### Aim:
Rewrite the entries from the line containing "Target: stone bell tower" through the last entry, keeping every line including the request text. Multiply each coordinate in the answer outlines by 1.7 and round to whole numbers, with halves rounding up.

[Shape boundary entries]

[START]

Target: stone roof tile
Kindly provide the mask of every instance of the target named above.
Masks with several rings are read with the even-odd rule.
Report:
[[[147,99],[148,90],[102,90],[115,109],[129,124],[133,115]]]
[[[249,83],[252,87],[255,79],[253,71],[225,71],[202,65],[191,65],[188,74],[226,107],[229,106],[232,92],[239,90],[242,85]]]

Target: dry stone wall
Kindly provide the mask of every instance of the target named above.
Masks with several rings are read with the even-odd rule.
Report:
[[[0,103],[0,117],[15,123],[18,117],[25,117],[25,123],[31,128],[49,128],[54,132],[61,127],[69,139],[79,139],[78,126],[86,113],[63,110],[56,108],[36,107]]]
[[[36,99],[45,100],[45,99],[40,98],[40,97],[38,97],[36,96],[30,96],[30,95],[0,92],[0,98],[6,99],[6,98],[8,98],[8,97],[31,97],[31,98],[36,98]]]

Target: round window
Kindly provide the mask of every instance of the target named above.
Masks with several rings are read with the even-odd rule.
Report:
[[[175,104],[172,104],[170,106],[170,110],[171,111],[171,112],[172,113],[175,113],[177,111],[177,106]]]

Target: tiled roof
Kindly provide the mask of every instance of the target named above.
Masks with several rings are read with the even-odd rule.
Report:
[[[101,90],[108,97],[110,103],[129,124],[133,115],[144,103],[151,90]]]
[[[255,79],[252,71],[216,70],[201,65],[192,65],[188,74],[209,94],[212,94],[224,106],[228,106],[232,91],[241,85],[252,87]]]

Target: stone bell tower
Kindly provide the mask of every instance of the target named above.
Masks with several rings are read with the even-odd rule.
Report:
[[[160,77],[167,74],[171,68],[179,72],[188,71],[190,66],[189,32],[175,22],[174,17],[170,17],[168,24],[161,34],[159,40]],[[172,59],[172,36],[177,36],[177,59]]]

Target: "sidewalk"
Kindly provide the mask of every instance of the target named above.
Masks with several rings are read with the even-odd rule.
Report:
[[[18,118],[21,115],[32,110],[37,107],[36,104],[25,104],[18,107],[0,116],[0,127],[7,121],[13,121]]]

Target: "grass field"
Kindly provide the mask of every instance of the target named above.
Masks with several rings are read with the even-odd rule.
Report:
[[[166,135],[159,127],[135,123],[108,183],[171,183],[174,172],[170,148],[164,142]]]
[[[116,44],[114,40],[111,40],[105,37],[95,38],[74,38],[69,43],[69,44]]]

[END]

### Task answer:
Target: stone bell tower
Kindly provide the mask of every instance of the target named above.
Masks with several rings are read with the even-odd rule.
Report:
[[[272,131],[284,126],[291,116],[304,122],[320,121],[323,112],[321,54],[298,37],[296,29],[289,29],[286,41],[274,58],[270,68]],[[292,100],[292,61],[301,61],[301,100]]]

Target: "sidewalk"
Kindly provide the mask of every instance of the target named above.
Masks with several rings are read with the even-odd rule.
Report:
[[[31,201],[36,196],[54,187],[63,182],[61,177],[43,177],[31,182],[0,197],[0,216],[12,206],[22,206]]]

Target: "grass field"
Kindly provide the mask of every instance of the target named above.
Masks with several rings are read with the even-odd rule.
Report:
[[[282,230],[270,216],[230,209],[184,311],[291,311],[296,292],[289,252],[279,241]]]
[[[197,75],[194,68],[189,68],[179,63],[162,65],[126,65],[117,73],[117,75]]]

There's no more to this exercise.